Please copy every item below word for word, leaving the pictures out of your copy.
------------------------------------------------------------------------
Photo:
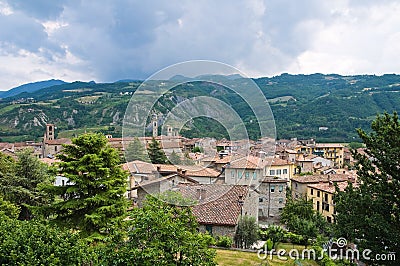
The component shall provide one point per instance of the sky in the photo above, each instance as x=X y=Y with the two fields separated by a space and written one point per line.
x=110 y=40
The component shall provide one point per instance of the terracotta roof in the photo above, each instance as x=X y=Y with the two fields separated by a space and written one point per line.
x=329 y=187
x=328 y=145
x=58 y=141
x=49 y=161
x=252 y=162
x=220 y=205
x=273 y=179
x=321 y=178
x=148 y=168
x=139 y=167
x=165 y=178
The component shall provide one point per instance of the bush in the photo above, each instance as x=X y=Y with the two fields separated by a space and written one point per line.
x=224 y=241
x=294 y=238
x=269 y=245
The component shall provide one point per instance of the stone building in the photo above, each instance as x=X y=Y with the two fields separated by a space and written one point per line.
x=272 y=199
x=220 y=206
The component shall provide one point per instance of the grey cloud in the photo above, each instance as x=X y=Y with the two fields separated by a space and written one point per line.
x=22 y=32
x=42 y=9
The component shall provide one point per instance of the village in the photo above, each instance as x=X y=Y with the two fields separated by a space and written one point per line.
x=228 y=179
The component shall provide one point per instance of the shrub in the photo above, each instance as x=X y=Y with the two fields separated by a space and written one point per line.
x=224 y=241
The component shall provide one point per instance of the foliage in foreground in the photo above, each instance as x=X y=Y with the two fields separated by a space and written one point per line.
x=300 y=218
x=369 y=213
x=161 y=234
x=93 y=200
x=246 y=232
x=37 y=243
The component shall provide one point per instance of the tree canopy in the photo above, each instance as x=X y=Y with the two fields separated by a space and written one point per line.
x=369 y=213
x=162 y=234
x=299 y=217
x=22 y=182
x=93 y=199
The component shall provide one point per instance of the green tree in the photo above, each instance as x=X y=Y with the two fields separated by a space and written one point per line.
x=246 y=232
x=162 y=234
x=275 y=233
x=174 y=158
x=8 y=209
x=23 y=184
x=369 y=212
x=38 y=243
x=136 y=151
x=93 y=200
x=300 y=218
x=156 y=154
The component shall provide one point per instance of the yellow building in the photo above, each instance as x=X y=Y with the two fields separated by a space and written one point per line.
x=330 y=151
x=321 y=195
------------------------------------------------------------------------
**WRITTEN RESPONSE**.
Photo:
The component shall provide one point per instance of the sky in the photo above, each instance as x=X y=Y with the two fields separated by a space and written one point per line.
x=110 y=40
The component shall provide one point per instance of the terracotta roof in the photo above, each instance as x=X y=Y with the two fields separated by a space and written one point per line.
x=329 y=187
x=328 y=145
x=58 y=141
x=49 y=161
x=252 y=162
x=220 y=205
x=273 y=179
x=321 y=178
x=148 y=168
x=139 y=167
x=165 y=178
The component shall provide one point per instance of the bush in the photo above, each instance as x=X y=Y with the two fields separated by a space and written one point per line.
x=224 y=241
x=294 y=238
x=269 y=245
The component shall provide one point per instance of the stone building in the photo above, each instance as x=X y=Y with the two fields separated by a space and written one point per line.
x=272 y=199
x=220 y=206
The component shall provide one point per instance of the grey cloud in the photo above, each instance as x=X y=Y with the two fields separated by a space and written one point per line.
x=22 y=32
x=42 y=9
The component shall provide one point per instance of the village in the photo above, each instance as x=X y=Y with the two fields separated by a space and written one point per line.
x=228 y=179
The component shall provide one point per instance of the shrub in the photo above, each instance as x=X y=Y with the two fields separated by a space and written one point per line.
x=224 y=241
The component shall provide one point per instance of the foliage in foreground in the photo above, each instance as x=X y=Y with the two fields separated by a space and written one point per line.
x=300 y=218
x=369 y=213
x=161 y=234
x=93 y=200
x=246 y=232
x=37 y=243
The component shall provide one point per instance of the tree canopy in the photo above, each instance as x=X y=Y with the two fields separated by a space and written one point per line.
x=369 y=213
x=162 y=234
x=299 y=217
x=22 y=182
x=93 y=199
The component shall provide one point per instance of the green tree in the photo above, each instance as x=X y=Y with the two fields separated by a space and written one point per line.
x=246 y=232
x=162 y=234
x=275 y=233
x=174 y=158
x=8 y=209
x=23 y=184
x=369 y=212
x=38 y=243
x=136 y=151
x=93 y=200
x=300 y=218
x=156 y=154
The component shall provide one point per instance of the yellow building in the photo above, each instance as x=X y=Y with the two fields separated by a space and written one point per line.
x=330 y=151
x=321 y=195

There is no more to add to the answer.